So have pension funds and mutual funds, as well as a whole other category of investors — nonprofit groups, endowments, private equity firms and personal trusts.

The stock market is off to its best start since 1987, but these investors are expected to dump hundreds of billions of dollars of shares this year.

So who is pushing prices higher? In part, the companies themselves.

American corporations flush with cash from last year’s tax cuts and a growing economy are buying back their own shares at an extraordinary clip. They have good reason: Buybacks allow them to return cash to shareholders, burnish key measures of financial performance and goose their share prices.

The surge in buybacks reflects a fundamental shift in how the market is operating, cementing the position of corporations as the single largest source of demand for American stocks. The binge has helped sustain a bull market approaching its 10th birthday, even in the face of political, international and economic uncertainty.

Since the market rally began in March 2009, the S&P 500 has risen more than 300 percent as the United States recovered from the worst financial crisis since the Great Depression. But few expect those kinds of gains over the next decade. Facing the prospect of a period of relatively low returns — or even a bear market for stocks — many investors are eager to protect their gains or to find more appealing investments, like emerging markets and corporate bonds, outside the American stock market.

Information shown

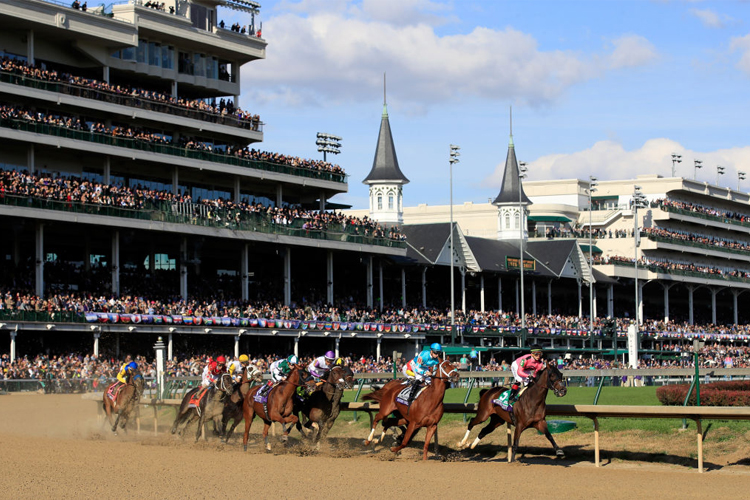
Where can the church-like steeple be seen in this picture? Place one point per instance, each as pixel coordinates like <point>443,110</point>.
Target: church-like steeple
<point>386,180</point>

Given task
Reproduce the passage on stock buybacks, starting at the words "The stock market" and stopping after "and economic uncertainty.". This data has no connection to the passage on stock buybacks.

Finished exercise
The stock market is off to its best start since 1987, but these investors are expected to dump hundreds of billions of dollars of shares this year.

So who is pushing prices higher? In part, the companies themselves.

American corporations flush with cash from last year’s tax cuts and a growing economy are buying back their own shares at an extraordinary clip. They have good reason: Buybacks allow them to return cash to shareholders, burnish key measures of financial performance and goose their share prices.

The surge in buybacks reflects a fundamental shift in how the market is operating, cementing the position of corporations as the single largest source of demand for American stocks. The binge has helped sustain a bull market approaching its 10th birthday, even in the face of political, international and economic uncertainty.